═════ SOURCE EXCERPT
Thursday, March 20, 2014

the prostitution debate on Woman's Hour

On the BBC Radio 4 programme Woman's Hour recently (03/03/14) Gavin Shuker MP talked about the results of the cross party committee report he chaired on reforming prostitution laws. He is a former Evangelical Christian (Pentecostal) pastor and he talks the language of radical feminists. It's a clear example of how religious groups and radical feminists are 'singing from the same hymn sheet'.

Here's what he had to say "There's always going to be a small group of people for whom it's a choice that they've made actively, but for the vast majority of women involved in prostitution it's a choice that's been made for them or a choice they're trapped in."

To which presenter Jane Garvey replied "And surely - you would imagine - that the vast majority of men who choose to pay for sex will know that the women who are doing it don't want to be there or there are a string of reasons why they find themselves in that position." No pun intended I'm sure.

The point is that the vast majority of men who choose to pay for sex are well aware of what all the research shows - that in Britain coercion is very rare. Neither is there any credible research to show that women are trapped in prostitution.

He goes on to say "The challenge is to men's attitudes of buying sex and in countries where they've successfully changed the law and made a difference to the prevalence of selling sex that's what they've done. They've tackled it head on and said it's unacceptable to purchase sex and our law's going to back that up rather than the other way around."
══════════
═════ INPUT ROWS
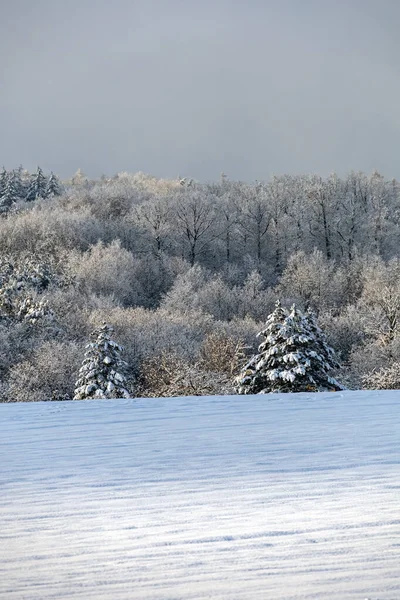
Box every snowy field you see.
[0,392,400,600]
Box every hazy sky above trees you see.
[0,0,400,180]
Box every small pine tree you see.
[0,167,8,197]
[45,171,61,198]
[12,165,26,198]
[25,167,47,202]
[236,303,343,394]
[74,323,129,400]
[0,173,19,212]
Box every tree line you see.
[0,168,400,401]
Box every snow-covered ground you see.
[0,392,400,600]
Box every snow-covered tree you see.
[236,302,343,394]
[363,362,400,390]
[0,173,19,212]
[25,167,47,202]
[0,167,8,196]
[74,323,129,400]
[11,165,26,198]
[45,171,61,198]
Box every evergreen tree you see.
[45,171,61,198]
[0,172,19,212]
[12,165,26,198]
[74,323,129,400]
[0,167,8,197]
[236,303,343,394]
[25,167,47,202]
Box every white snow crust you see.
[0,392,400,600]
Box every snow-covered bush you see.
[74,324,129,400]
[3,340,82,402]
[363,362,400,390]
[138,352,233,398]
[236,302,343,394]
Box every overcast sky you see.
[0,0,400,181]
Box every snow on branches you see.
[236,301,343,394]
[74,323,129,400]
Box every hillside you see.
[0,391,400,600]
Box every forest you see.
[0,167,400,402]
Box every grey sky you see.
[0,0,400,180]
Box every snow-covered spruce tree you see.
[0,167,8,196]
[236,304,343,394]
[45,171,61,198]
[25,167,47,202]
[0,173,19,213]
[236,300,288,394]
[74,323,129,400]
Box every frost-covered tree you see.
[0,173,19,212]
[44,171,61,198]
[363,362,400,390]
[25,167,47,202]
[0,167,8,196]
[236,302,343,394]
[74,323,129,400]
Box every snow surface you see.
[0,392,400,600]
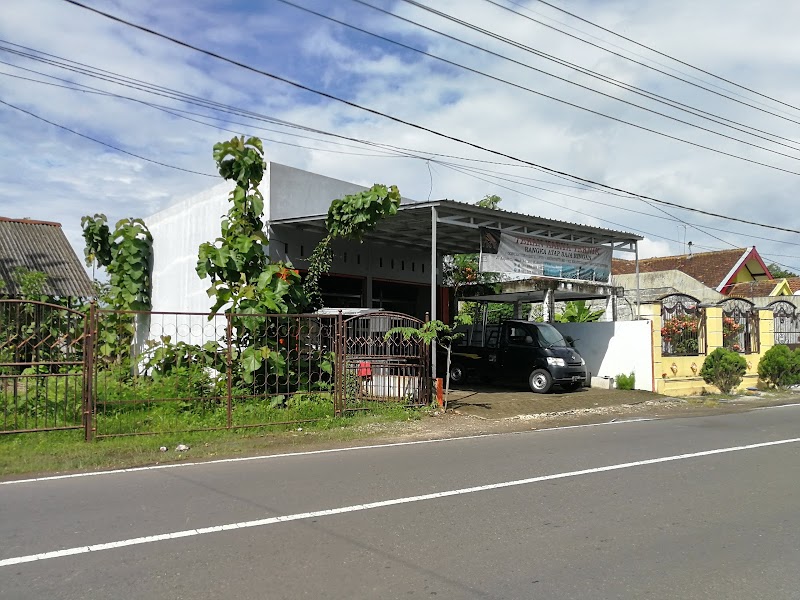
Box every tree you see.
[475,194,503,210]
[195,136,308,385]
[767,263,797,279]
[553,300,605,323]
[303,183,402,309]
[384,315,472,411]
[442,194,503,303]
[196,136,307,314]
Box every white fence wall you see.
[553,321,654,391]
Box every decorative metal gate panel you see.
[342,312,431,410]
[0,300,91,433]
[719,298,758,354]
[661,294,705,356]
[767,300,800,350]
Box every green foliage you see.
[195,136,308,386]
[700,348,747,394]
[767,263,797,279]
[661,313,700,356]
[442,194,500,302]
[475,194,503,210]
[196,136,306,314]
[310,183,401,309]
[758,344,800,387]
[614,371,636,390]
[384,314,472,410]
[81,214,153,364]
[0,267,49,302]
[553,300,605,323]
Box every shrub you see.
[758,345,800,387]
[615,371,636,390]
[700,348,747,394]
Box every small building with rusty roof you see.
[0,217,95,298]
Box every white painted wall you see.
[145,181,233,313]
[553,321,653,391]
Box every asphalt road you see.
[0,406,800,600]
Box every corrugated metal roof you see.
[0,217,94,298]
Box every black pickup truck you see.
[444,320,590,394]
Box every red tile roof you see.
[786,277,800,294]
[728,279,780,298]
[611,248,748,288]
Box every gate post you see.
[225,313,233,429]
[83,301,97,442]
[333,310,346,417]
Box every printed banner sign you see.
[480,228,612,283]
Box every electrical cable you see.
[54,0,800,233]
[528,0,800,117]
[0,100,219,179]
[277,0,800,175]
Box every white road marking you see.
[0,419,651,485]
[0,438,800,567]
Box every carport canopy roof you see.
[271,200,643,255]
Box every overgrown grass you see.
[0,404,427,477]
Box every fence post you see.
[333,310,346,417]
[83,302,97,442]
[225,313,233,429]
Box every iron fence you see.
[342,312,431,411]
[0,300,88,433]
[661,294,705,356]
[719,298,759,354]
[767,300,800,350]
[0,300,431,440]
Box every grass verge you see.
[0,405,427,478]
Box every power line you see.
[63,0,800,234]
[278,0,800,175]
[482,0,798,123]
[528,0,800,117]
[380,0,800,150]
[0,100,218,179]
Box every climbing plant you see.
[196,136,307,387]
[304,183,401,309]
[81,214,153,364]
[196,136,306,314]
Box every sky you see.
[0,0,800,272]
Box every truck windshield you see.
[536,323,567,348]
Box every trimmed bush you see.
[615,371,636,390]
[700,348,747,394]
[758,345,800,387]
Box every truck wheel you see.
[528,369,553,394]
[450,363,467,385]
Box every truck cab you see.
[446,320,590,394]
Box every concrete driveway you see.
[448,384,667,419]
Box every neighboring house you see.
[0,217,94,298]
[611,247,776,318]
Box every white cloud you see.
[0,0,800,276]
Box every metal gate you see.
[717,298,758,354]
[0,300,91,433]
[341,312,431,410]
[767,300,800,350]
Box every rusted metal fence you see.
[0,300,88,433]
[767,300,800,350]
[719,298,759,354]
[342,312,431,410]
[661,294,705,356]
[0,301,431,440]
══════════
> _OBJECTIVES_:
a – In the piece on the prostitution debate, who presented the Woman's Hour segment with Gavin Shuker MP?
b – Count the lines of the records that contain the word "post", and give only that number.
The text and the records were drawn from unrelated sources.

> _ANSWERS BY TASK_:
a – Jane Garvey

b – 2